**TU TAREA**
Sigue escribiendo el texto sobre la literatura a partir de su última frase.

**TEXTO DADO**
++++++

La
literatura es inspirarse e inspirar. Sujeta necesariamente a un lenguaje y por
consiguiente a una técnica, gravita sin embargo sobre el mero hecho de
escribir, impregna las palabras de un mensaje que emociona, que remueve las
entrañas de quien escribe y quien lee, que en ningún caso deja indiferente. No
solo transmite información, narra una historia, cuenta un viaje del lector
comprometido y despierto a través de los ojos del autor, que relata aquello que
sucede y deja al primero espacio para interpretar.
Existen
seguramente infinitas maneras de conseguirlo, en las que entran en juego la
sensibilidad, habilidad y creatividad del escritor, pero todas tienen en común
la búsqueda de la belleza. No necesariamente la belleza en sentido estético,
sino aquella que “a través de una experiencia sensorial procura una sensación
de placer o
un sentimiento de satisfacción”, en definitiva aquello que te mantiene
enganchado a sus páginas.

++++++

**DATOS DADOS**

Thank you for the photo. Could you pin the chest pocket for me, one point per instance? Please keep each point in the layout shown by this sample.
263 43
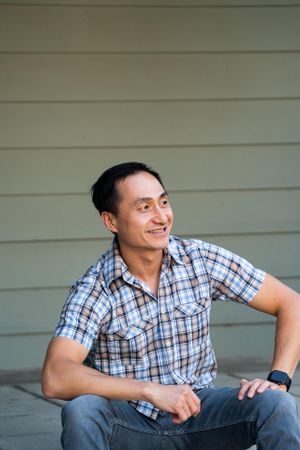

++++++

**RESPUESTA**
Al
escribir me gustaría saber exponer el lado polémico de la mente del personaje,
aquel que revela sus debilidades, aquel que lo hace humano, verosímil, que lo
hace llorar y frente al cual tiene mérito sonreír. Por otro lado, nunca consigo
decidirme entre la fantasía y la realidad, suele depender de qué esté leyendo
en cada momento, aunque creo que siempre hay parte del uno en el otro o cabida
para que lo haya y me gustaría poder encontrar ese lugar común en el que poder
explotar lo que cada uno permite.
Pero
por encima de todo, me gustaría encontrar un argumento, un personaje, una
excusa que me motivase a ponerme a escribir, a pasar (y perder) horas de clase,
trabajo u horas muertas divagando sobre qué ocurrirá, quién es ese desconocido,
qué sabe que yo aún no sé, a escribir algo con una parte de mí que me sienta
orgulloso de que alguien lea.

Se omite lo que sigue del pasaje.